> **EXTRACTED TEXT**:
— Begin —
The broader goal of this Article is to imagine how the traditional rules of police investigations can translate into rules within the new environment of computer networks and computer crimes. It imagines a world in which individuals commit their crimes entirely over the Internet, and it considers how the Fourth Amendment might regulate the government investigations that will follow. It concludes that new facts will trigger the need for new rules to restore the traditional function of the law. By appreciating the differences between how physical and virtual spaces regulate human behavior, it becomes possible to see how the constitutional principles established for a traditional physical environment can apply to the new environment of computer networks.

This Article proceeds in three parts. Part I considers the factual differences between the physical world and the Internet that will require an adjustment of the traditional Fourth Amendment rules in the translation of the Fourth Amendment to the Internet. It also explains and justifies the assumption of technology neutrality. Part II argues that these differences will require replacing the inside/outside distinction in the physical world with the content/non-content distinction for Internet communications. Part III argues that the warrant requirement should nonetheless apply to Internet communications, but that the particularity requirement should allow searches through multiple accounts belonging to the same criminal suspect.
— End —
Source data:
— Begin —
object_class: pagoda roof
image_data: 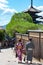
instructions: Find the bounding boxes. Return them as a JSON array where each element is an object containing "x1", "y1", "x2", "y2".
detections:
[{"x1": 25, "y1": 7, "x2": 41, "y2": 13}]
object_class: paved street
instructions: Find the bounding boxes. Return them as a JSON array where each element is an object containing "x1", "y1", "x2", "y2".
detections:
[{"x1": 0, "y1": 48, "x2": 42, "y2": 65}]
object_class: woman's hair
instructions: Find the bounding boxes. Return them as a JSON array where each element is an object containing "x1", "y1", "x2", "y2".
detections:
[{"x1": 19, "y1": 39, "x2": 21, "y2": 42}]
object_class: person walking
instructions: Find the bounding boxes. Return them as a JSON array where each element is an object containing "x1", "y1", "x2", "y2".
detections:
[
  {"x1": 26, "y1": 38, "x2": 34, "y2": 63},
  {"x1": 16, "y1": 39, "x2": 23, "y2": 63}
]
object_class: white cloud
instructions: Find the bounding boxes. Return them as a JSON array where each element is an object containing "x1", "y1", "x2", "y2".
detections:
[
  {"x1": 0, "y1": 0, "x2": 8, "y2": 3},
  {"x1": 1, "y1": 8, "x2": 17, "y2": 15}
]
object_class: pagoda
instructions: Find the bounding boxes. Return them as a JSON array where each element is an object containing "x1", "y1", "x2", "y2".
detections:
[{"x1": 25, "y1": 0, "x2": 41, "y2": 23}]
— End —
— Begin —
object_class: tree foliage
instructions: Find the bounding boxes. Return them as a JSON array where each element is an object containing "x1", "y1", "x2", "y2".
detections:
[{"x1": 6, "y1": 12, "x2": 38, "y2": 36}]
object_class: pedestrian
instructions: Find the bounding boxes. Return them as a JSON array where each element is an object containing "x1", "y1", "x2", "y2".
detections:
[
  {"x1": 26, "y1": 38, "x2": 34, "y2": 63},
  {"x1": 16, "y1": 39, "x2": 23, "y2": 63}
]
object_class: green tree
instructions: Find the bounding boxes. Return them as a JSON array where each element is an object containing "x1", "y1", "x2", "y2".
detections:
— End —
> **STATED PROBLEM**:
In the Fourth Amendment passage, replace "particularity requirement" with "specificity requirement" and give everything from "This Article proceeds" down to "same criminal suspect.".

> **REPLY TO THE TASK**:
This Article proceeds in three parts. Part I considers the factual differences between the physical world and the Internet that will require an adjustment of the traditional Fourth Amendment rules in the translation of the Fourth Amendment to the Internet. It also explains and justifies the assumption of technology neutrality. Part II argues that these differences will require replacing the inside/outside distinction in the physical world with the content/non-content distinction for Internet communications. Part III argues that the warrant requirement should nonetheless apply to Internet communications, but that the specificity requirement should allow searches through multiple accounts belonging to the same criminal suspect.